(Beginning of Dataset excerpts)

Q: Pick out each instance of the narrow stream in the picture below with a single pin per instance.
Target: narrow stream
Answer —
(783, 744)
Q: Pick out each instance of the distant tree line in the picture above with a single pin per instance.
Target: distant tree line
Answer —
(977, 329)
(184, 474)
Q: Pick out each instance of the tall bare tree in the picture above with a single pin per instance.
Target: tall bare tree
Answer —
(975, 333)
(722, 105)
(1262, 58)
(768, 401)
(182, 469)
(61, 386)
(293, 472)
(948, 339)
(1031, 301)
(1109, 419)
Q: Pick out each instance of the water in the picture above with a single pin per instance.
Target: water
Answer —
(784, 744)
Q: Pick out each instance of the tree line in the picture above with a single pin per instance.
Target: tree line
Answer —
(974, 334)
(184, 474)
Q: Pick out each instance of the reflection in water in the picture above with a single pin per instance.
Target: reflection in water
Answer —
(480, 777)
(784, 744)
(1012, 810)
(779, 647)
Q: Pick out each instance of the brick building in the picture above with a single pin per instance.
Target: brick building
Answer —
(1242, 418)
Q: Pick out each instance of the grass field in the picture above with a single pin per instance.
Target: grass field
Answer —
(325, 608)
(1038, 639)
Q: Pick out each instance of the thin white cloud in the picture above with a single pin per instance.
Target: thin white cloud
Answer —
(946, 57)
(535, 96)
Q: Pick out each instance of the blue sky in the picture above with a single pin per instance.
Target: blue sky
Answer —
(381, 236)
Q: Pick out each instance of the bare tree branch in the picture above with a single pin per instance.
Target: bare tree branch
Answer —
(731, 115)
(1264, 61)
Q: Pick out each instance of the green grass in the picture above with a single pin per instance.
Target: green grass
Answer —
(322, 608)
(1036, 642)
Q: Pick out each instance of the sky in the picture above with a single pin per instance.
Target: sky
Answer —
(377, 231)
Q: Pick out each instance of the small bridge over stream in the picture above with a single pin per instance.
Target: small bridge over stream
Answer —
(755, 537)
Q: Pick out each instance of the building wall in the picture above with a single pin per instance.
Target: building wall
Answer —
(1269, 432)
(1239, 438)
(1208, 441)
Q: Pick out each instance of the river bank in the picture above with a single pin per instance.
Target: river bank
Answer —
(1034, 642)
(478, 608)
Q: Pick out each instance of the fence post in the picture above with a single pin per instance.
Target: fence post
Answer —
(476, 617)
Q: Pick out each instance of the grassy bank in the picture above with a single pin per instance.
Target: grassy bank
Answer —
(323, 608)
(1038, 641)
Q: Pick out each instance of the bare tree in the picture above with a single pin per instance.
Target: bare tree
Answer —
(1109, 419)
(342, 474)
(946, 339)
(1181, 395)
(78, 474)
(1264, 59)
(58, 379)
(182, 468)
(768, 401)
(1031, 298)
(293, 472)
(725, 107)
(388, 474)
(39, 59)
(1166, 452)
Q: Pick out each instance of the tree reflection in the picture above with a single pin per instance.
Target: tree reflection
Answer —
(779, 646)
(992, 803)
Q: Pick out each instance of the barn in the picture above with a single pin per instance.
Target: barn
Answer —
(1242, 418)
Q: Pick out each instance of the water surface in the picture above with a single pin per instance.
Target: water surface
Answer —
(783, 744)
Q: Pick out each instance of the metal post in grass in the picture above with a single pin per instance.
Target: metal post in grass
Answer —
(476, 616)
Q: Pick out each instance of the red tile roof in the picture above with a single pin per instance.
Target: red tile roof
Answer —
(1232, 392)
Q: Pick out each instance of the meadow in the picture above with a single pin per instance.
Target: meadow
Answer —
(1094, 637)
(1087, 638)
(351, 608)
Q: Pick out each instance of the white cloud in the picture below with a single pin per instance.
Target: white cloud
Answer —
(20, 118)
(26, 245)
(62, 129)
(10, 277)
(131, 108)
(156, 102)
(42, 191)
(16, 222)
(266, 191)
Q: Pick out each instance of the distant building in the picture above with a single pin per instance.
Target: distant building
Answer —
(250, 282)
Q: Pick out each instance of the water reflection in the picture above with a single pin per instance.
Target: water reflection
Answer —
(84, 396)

(End of Dataset excerpts)

The problem >> In full and verbatim, repeat the records given above.

Task result >>
Q: Pick out each instance of the narrow stream in the picture below with a single pin per instance.
Target: narrow stream
Answer —
(783, 744)
Q: Pick out each instance of the distant tree line in the picture above with a single pin per instance.
Target: distant tree line
Answer —
(977, 329)
(184, 474)
Q: Pick out each instance of the tall bare tree in the picture above with a single pin per instance.
Target: tall bare tree
Answer —
(975, 333)
(722, 105)
(1262, 58)
(768, 401)
(182, 469)
(61, 386)
(293, 472)
(948, 339)
(1031, 301)
(1109, 419)
Q: Pick out each instance of the water in the picture above with a single pin per instance.
Target: water
Answer —
(784, 744)
Q: Pick out each instance of the tree line in the picture above with a single pin per instance.
Target: tree line
Answer —
(974, 334)
(184, 474)
Q: Pick out each instance of the reflection in water in the picture above with a single pin per instance.
Target: reflection in water
Answer —
(480, 777)
(784, 744)
(1012, 810)
(779, 647)
Q: Pick out each instance of the brick building in the picture above with a single pin per instance.
Target: brick building
Answer —
(1242, 418)
Q: Pick out each instance of the grass field in the picture above with a single pin per instance.
Target: grass field
Answer —
(325, 608)
(1038, 639)
Q: Pick out each instance of the thin white cloud in the picture above with a single pin per instance.
Target: thin white cloud
Answer —
(946, 57)
(535, 96)
Q: Pick out each instance of the blue sky in the picture above with a single pin per instance.
Target: blue sky
Answer —
(381, 236)
Q: Pick out each instance of the bare tree branch in the picture above with a single pin per instance.
Target: bare tree branch
Answer —
(731, 115)
(1264, 61)
Q: Pick out each instance of the green grass in the picture above with a single pin per instance.
Target: green grass
Answer —
(322, 608)
(1036, 642)
Q: Pick out each instance of the sky in the picture above with a single pin per instance.
Target: sky
Answer —
(377, 231)
Q: Pick out each instance of the small bridge over stream in the picture above with a single pin per instance.
Target: small bridge over stream
Answer —
(755, 537)
Q: Pick out each instance of the building wall in the picture above with a single pin per instance.
Target: building wall
Answer —
(1269, 432)
(1239, 438)
(1208, 441)
Q: Pick out each instance of the river bank in the picture above with a single pin per instance.
Target: river bank
Answer —
(1034, 642)
(478, 608)
Q: Pick out each instance of the fence post in the picture above with a single pin per instance.
Target: fence post
Answer —
(476, 617)
Q: Pick out each instance of the grassy bank in the picture above with a single pin per instance.
Target: grassy bank
Answer —
(323, 608)
(1038, 641)
Q: Pick out each instance of the bare tree in the picture above with a single pin per instance.
Target: bare tree
Answer —
(1109, 419)
(342, 474)
(946, 339)
(1181, 395)
(78, 474)
(1264, 59)
(58, 379)
(182, 468)
(768, 401)
(1031, 298)
(293, 472)
(725, 107)
(388, 474)
(39, 59)
(1166, 452)
Q: Pick out each instance of the tree reflection in the picture above with a single pin per instance.
Target: tree reflection
Answer —
(779, 646)
(992, 803)
Q: Pick out each instance of the barn in the picture above with a single pin per instance.
Target: barn
Answer —
(1242, 418)
Q: Pick out each instance of the water surface in the picture above with a single pin per instance.
Target: water surface
Answer —
(783, 744)
Q: Pick out each instance of the metal post in grass in the picture above with a single pin per instance.
Target: metal post in grass
Answer —
(476, 616)
Q: Pick out each instance of the red tile roof in the picture above with a single pin per instance.
Target: red tile roof
Answer —
(1232, 392)
Q: Pick out each instance of the meadow in the picture above with a single pin per instance.
Target: meadow
Answer —
(1094, 637)
(1087, 638)
(351, 608)
Q: Pick out each instance of the white cloud in the picture below with a single pin per instance.
Target: white cloud
Answer —
(20, 118)
(26, 245)
(62, 129)
(10, 277)
(131, 108)
(156, 102)
(42, 191)
(16, 222)
(266, 191)
Q: Pick out each instance of the distant building in the picture above with a single pin per instance.
Target: distant building
Answer —
(250, 282)
Q: Pick out each instance of the water reflection in the picture above with a single pin per instance.
Target: water reflection
Answer —
(84, 396)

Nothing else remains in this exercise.